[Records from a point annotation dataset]

****************************************

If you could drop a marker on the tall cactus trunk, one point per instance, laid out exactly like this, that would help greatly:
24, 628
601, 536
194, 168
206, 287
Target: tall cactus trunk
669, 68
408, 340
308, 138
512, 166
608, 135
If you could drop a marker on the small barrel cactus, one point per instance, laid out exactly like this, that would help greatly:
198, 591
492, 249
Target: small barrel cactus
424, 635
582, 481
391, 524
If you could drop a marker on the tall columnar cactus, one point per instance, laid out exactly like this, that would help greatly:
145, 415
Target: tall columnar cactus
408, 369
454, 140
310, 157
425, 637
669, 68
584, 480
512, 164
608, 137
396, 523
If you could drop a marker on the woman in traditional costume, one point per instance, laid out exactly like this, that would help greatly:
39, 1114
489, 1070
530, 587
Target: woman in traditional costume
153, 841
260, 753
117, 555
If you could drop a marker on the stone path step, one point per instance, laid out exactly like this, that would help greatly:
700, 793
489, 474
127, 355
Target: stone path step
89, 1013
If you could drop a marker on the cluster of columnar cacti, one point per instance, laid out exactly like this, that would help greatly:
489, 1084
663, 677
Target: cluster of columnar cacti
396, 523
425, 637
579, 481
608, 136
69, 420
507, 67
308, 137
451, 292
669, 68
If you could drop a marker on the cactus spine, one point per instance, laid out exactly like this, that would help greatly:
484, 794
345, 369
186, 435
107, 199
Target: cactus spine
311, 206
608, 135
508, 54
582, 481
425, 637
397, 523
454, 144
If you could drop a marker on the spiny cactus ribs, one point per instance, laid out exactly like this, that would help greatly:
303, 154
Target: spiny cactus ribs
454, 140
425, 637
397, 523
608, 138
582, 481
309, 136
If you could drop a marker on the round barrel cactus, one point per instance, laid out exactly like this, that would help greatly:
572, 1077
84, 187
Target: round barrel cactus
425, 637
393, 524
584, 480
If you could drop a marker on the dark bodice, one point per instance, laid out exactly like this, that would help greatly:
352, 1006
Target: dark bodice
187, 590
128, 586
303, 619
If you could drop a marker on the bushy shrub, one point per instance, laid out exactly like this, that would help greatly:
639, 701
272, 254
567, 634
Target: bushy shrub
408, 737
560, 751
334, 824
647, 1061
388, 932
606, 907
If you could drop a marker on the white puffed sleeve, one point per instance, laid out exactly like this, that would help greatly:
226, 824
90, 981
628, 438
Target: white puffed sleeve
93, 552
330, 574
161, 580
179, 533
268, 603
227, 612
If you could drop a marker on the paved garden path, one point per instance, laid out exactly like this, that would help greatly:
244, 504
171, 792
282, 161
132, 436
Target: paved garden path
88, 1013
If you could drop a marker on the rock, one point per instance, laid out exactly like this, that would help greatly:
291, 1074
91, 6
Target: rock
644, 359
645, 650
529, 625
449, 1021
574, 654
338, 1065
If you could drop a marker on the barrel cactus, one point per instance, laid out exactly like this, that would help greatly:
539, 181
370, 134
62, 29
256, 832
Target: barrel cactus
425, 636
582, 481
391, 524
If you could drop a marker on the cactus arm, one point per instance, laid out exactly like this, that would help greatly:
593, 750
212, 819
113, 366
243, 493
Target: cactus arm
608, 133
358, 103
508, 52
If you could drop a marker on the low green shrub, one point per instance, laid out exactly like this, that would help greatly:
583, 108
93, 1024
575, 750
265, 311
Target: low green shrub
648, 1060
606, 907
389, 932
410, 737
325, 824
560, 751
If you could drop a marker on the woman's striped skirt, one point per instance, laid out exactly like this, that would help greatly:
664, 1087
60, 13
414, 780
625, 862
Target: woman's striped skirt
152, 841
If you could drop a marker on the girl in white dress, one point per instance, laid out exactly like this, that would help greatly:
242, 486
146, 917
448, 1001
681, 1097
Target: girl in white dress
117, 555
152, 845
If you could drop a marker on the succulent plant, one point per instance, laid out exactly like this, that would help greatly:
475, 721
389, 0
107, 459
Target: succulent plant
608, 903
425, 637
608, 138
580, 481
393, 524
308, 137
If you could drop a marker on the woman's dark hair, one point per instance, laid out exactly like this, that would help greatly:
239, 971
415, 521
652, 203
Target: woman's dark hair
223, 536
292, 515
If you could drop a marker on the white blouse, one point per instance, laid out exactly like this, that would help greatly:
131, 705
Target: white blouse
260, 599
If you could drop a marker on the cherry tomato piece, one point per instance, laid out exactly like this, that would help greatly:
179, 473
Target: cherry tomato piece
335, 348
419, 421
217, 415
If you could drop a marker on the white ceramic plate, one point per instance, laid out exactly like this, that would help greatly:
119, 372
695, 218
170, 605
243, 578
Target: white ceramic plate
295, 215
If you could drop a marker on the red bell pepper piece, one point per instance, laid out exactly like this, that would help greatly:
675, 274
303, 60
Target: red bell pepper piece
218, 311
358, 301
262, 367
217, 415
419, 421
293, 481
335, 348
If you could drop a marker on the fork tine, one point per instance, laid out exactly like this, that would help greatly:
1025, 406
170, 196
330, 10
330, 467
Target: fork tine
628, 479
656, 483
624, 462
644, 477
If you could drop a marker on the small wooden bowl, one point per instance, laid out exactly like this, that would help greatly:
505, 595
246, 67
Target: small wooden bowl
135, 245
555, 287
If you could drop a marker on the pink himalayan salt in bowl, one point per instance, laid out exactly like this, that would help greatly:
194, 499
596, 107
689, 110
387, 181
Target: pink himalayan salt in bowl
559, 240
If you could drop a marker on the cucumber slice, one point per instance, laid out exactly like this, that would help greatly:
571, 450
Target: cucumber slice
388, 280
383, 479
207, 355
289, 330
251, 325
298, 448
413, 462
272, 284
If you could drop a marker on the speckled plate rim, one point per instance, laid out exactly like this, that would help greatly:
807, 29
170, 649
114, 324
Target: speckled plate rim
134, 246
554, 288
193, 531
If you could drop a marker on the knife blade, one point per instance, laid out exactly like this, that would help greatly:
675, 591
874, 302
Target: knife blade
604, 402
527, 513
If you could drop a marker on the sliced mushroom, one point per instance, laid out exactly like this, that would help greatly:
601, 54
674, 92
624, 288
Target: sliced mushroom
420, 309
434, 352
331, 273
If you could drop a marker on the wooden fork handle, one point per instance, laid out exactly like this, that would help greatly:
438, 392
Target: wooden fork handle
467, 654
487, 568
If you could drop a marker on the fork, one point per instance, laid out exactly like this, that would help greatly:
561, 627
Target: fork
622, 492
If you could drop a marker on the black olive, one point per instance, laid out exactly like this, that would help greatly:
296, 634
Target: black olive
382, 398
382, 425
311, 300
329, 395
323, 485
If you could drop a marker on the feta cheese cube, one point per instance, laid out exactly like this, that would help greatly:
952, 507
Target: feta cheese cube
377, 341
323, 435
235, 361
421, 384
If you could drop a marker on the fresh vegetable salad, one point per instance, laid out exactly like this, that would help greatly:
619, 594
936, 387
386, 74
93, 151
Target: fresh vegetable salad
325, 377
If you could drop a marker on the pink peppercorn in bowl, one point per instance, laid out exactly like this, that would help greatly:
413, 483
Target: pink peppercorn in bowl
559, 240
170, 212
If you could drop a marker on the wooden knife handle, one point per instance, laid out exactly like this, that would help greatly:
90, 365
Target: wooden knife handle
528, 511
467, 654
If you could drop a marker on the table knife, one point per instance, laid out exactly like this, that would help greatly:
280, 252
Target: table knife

****************************************

(Objective): Reproduce the entire listing above line for line, without changing anything.

(Answer to this task):
If you could drop a marker on the tall cactus trunk, one point per instance, laid out exactly like this, that would help greatly:
24, 628
601, 536
194, 168
206, 287
Target: tall cactus trunk
669, 68
408, 340
308, 138
512, 166
608, 135
If you could drop a marker on the small barrel cactus, one point per instance, laid out exactly like this, that would help greatly:
198, 591
492, 249
Target: small barrel cactus
424, 635
582, 481
391, 524
If you could drop a marker on the tall columnar cactus, one point per instance, laid out exactly like this, that would help greatly:
145, 415
Target: tall columnar cactus
408, 369
454, 140
310, 157
425, 637
669, 68
584, 480
512, 164
608, 137
396, 523
If you could drop a marker on the woman in traditional costume, one point per instance, laid out exactly like this, that would help greatly:
39, 1114
489, 1070
530, 587
Target: woman in traditional costume
153, 841
260, 753
117, 555
If you could drop a marker on the stone path step, one point per instance, laid out exactly like this, that would help greatly:
700, 793
489, 474
127, 355
Target: stone path step
89, 1013
If you could drop a marker on the cluster of columnar cacti, one point per instance, laid out exactly like this, that would help greatly:
489, 1084
663, 677
Target: cluster of columnar cacti
396, 523
425, 637
579, 481
608, 136
69, 420
507, 67
308, 137
451, 292
669, 68
If you could drop a marker on the cactus spine, one point per instance, laid out exactly like this, that would help greatly:
484, 794
345, 369
186, 435
107, 199
Target: cactus spine
311, 206
608, 135
508, 54
582, 481
425, 637
397, 523
454, 144
If you could drop a marker on the spiny cactus ribs, one point per instance, laid out exactly like this, that would help greatly:
303, 154
Target: spiny cactus ribs
454, 140
425, 637
397, 523
608, 138
582, 481
309, 136
If you could drop a marker on the round barrel cactus, one point per instance, laid out exactly like this, that would help greatly:
572, 1077
84, 187
Target: round barrel cactus
425, 637
393, 524
584, 480
If you could drop a marker on the dark bodice, one point per instance, laid out exactly like this, that would help greatly:
352, 1006
Target: dark bodice
187, 590
128, 586
303, 619
If you could drop a marker on the bushy shrub, one point per instance, laid out exactly like this, that would help greatly:
639, 701
272, 254
567, 634
Target: bushy shrub
408, 737
560, 751
334, 824
647, 1061
388, 932
606, 907
If you could drop a marker on the white puffed sleeve, one point per instance, laid out exactly like this, that would help greatly:
226, 824
90, 981
628, 438
Target: white puffed sleeve
93, 552
330, 574
161, 580
179, 533
268, 603
227, 612
If you could drop a marker on the paved garden path, one point per instance, laid out exactly like this, that would help greatly:
244, 504
171, 792
282, 161
132, 436
Target: paved garden path
88, 1013
If you could drop a marker on the rock, one point per instance, laid out exactly like this, that would help greatly:
291, 1074
91, 6
Target: rock
644, 359
645, 650
529, 625
449, 1021
574, 654
338, 1065
If you could drop a marker on the barrel cactus, one point per instance, laid out exactly like this, that would help greatly:
539, 181
370, 134
62, 29
256, 832
Target: barrel cactus
425, 636
582, 481
391, 524
If you could drop a marker on the cactus arm, one point per instance, laid out exactly like this, that would help greatly:
593, 750
212, 819
113, 366
243, 493
Target: cactus arm
608, 133
358, 103
508, 52
If you could drop a marker on the low green shrub, one point per instance, laid out exactly like this, that would help greatly:
583, 108
93, 1024
575, 750
265, 311
Target: low green shrub
648, 1060
606, 907
389, 932
410, 737
325, 824
560, 751
If you could drop a marker on the woman's striped skirt, one point per instance, laid out exactly like this, that would help greatly:
664, 1087
60, 13
414, 780
625, 862
Target: woman's striped skirt
152, 841
If you could drop a marker on the girl in white dress, one point per instance, laid out exactly like this, that would help greatly:
242, 486
146, 917
448, 1001
681, 1097
Target: girl in white dress
117, 555
152, 845
If you could drop a marker on the succulent plant, one point per instance, laid out exactly like this, that would help greatly:
475, 721
389, 0
107, 459
Target: succulent plant
608, 903
425, 637
608, 138
580, 481
393, 524
308, 137
If you could drop a marker on the woman's dark hair, one point per instance, laid out exactly like this, that would help greatly:
239, 971
415, 521
652, 203
Target: woman's dark hair
223, 536
292, 515
If you could drop a marker on the white blouse, one point per instance, laid out exactly like this, that would help greatly:
131, 705
Target: white blouse
260, 599
If you could drop a marker on the cherry tomato piece, one point per instance, laid out exactly like this, that would help greatly:
179, 473
Target: cherry tomato piece
335, 348
419, 421
217, 415
If you could drop a marker on the white ceramic plate, one point per instance, laid out exactly like this, that would help greatly:
119, 372
695, 218
170, 605
243, 578
Target: white ceramic plate
295, 215
If you could drop a marker on the red bell pepper piece, one point per instance, laid out exactly like this, that would help greatly:
675, 274
303, 60
Target: red bell pepper piece
218, 311
358, 301
262, 367
217, 415
419, 421
293, 481
335, 348
If you could drop a marker on the fork tine, one point per instance, laid out exactly like this, that would help greatly:
1025, 406
170, 196
330, 10
330, 467
Target: fork tine
628, 479
656, 483
624, 462
644, 477
If you could drop a marker on the small wooden bowl, one point per instance, laid out exactly like this, that would help greatly:
505, 595
246, 67
Target: small wooden bowl
135, 245
555, 287
If you could drop a marker on the pink himalayan salt in bowl, one point per instance, laid out exactly like this, that would help greatly:
194, 499
596, 107
689, 110
387, 181
Target: pink himalayan salt in bowl
559, 240
If you could drop a marker on the cucumber slice, one point per instance, laid out exactly like this, that would help greatly:
571, 450
Target: cucumber slice
388, 280
383, 479
207, 355
289, 330
251, 325
298, 448
413, 462
272, 284
If you could drop a marker on the speckled plate rim, one point per instance, laid out exactly like this, that would help greatly:
807, 29
170, 649
114, 324
Target: speckled plate rim
134, 246
554, 288
193, 531
If you could drop a marker on the knife blade, one point per instance, laid out exactly like this, that would help greatly:
675, 591
874, 302
Target: knife blade
604, 402
527, 513
If you could drop a marker on the sliced mushroom, one point per instance, laid out exactly like this, that would help greatly:
601, 54
674, 92
624, 288
Target: sliced mushroom
420, 309
434, 352
331, 273
If you could drop a marker on the wooden fork handle, one point per instance, laid out exactly like this, that would help greatly:
438, 392
Target: wooden fork handle
467, 654
487, 568
If you could drop a marker on the fork, one point per instance, laid out exactly like this, that would help greatly:
561, 627
Target: fork
622, 492
If you could drop a marker on the black olive, one point per instance, laid out exactly like this, that would help greatly:
296, 634
Target: black olive
382, 398
382, 425
311, 300
329, 395
323, 485
If you could drop a marker on the feta cheese cube, one point per instance, laid out exactly like this, that would help greatly:
952, 507
Target: feta cheese cube
377, 341
323, 435
235, 361
421, 384
If you could drop a marker on the fresh vegetable salad, one point per instance, laid out exactly like this, that would help greatly:
619, 594
936, 387
386, 74
93, 151
Target: fresh vegetable salad
325, 377
If you could drop a marker on the pink peppercorn in bowl, one point per instance, laid out exactly like this, that would help greatly:
413, 483
Target: pink peppercorn in bowl
559, 240
170, 212
If you could drop a marker on the wooden knife handle, one point per instance, laid out exactly like this, that would help greatly:
90, 365
Target: wooden knife handle
528, 511
467, 654
If you could drop a marker on the table knife, one point per instance, laid out exactly like this, that would help greatly:
280, 252
Target: table knife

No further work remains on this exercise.